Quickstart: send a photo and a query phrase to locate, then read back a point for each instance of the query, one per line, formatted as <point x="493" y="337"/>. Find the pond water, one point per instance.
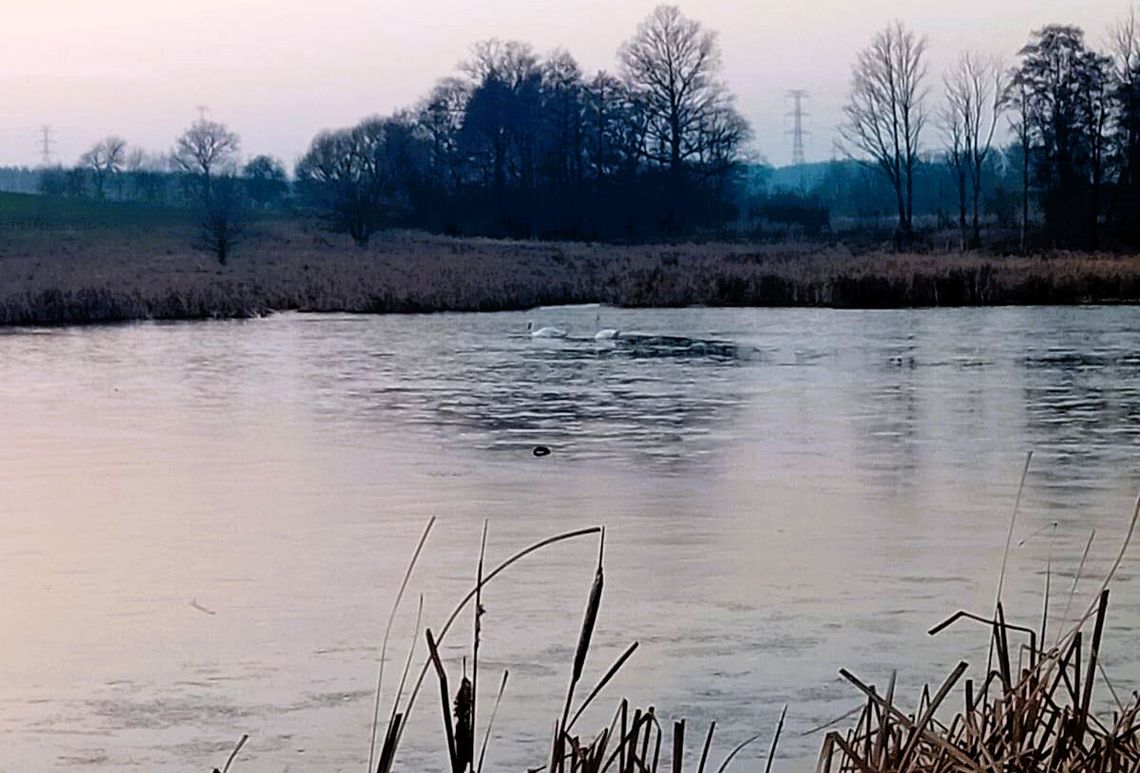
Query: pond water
<point x="203" y="525"/>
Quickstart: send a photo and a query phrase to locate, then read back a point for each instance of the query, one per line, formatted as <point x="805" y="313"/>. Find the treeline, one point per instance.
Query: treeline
<point x="1074" y="114"/>
<point x="528" y="146"/>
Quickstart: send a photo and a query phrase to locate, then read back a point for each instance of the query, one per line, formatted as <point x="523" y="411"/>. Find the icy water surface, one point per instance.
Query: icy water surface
<point x="202" y="526"/>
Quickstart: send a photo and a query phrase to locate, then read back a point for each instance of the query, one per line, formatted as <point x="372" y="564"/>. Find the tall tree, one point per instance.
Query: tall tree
<point x="104" y="160"/>
<point x="1067" y="89"/>
<point x="886" y="112"/>
<point x="1125" y="50"/>
<point x="206" y="152"/>
<point x="205" y="148"/>
<point x="672" y="65"/>
<point x="976" y="97"/>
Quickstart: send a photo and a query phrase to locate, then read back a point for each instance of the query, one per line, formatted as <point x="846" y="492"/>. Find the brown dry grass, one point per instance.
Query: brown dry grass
<point x="89" y="274"/>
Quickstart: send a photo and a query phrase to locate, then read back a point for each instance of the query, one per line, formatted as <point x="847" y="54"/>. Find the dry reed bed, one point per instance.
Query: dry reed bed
<point x="1031" y="713"/>
<point x="90" y="276"/>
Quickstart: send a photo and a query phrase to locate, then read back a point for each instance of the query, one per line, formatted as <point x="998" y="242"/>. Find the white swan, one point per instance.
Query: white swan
<point x="605" y="333"/>
<point x="545" y="332"/>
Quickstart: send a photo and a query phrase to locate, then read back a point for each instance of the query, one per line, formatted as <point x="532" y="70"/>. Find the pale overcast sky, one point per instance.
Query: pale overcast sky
<point x="278" y="71"/>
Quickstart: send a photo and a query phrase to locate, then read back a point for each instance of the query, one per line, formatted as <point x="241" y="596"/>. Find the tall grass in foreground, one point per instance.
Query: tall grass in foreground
<point x="1031" y="713"/>
<point x="630" y="743"/>
<point x="1032" y="710"/>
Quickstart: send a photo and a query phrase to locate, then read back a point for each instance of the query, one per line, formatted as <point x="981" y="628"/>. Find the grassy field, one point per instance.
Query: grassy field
<point x="88" y="262"/>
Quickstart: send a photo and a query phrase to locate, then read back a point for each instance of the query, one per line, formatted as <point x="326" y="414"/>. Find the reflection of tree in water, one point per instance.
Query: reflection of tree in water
<point x="887" y="421"/>
<point x="1083" y="408"/>
<point x="585" y="401"/>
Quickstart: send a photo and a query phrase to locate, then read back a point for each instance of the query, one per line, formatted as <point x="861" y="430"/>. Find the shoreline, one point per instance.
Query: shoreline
<point x="94" y="276"/>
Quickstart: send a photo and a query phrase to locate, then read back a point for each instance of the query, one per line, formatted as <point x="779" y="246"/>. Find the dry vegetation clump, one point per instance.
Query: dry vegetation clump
<point x="630" y="743"/>
<point x="87" y="274"/>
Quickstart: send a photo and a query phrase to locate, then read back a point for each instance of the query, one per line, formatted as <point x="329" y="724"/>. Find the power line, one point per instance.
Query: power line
<point x="797" y="114"/>
<point x="47" y="141"/>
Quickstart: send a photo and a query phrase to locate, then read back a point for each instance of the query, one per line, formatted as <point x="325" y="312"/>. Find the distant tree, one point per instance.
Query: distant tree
<point x="360" y="178"/>
<point x="206" y="153"/>
<point x="103" y="161"/>
<point x="1067" y="110"/>
<point x="53" y="181"/>
<point x="886" y="112"/>
<point x="672" y="65"/>
<point x="205" y="148"/>
<point x="953" y="127"/>
<point x="1019" y="123"/>
<point x="441" y="115"/>
<point x="562" y="111"/>
<point x="266" y="181"/>
<point x="976" y="97"/>
<point x="1125" y="50"/>
<point x="501" y="123"/>
<point x="224" y="216"/>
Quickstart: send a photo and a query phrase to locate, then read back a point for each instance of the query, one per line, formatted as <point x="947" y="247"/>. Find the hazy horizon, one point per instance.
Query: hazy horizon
<point x="278" y="72"/>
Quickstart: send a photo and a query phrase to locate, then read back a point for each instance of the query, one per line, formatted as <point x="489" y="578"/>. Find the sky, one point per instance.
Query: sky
<point x="279" y="71"/>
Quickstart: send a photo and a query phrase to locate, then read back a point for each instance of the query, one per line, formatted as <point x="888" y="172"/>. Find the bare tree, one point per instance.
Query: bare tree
<point x="105" y="159"/>
<point x="672" y="65"/>
<point x="885" y="113"/>
<point x="208" y="153"/>
<point x="204" y="148"/>
<point x="954" y="130"/>
<point x="976" y="97"/>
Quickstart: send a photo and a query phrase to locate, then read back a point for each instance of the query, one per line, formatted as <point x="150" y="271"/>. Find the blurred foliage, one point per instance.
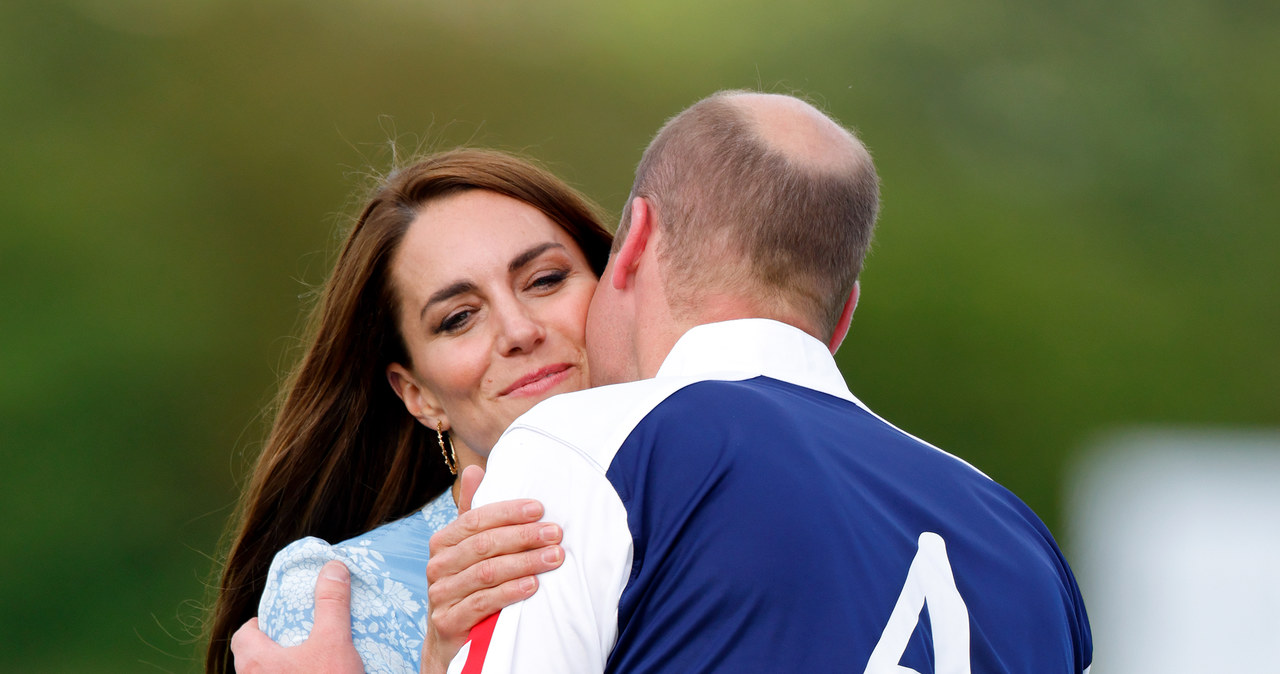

__Task to carry out__.
Display each line of the material above that contains the string "distant", treating uppercase and lowercase letters as distinct.

__Result of this exercise__.
Quickstart: send a photo and a query phrase to locate, then read back a point for each instance of the query, one per line, formatted as <point x="325" y="312"/>. Find the distant tree, one point per instance.
Query: distant tree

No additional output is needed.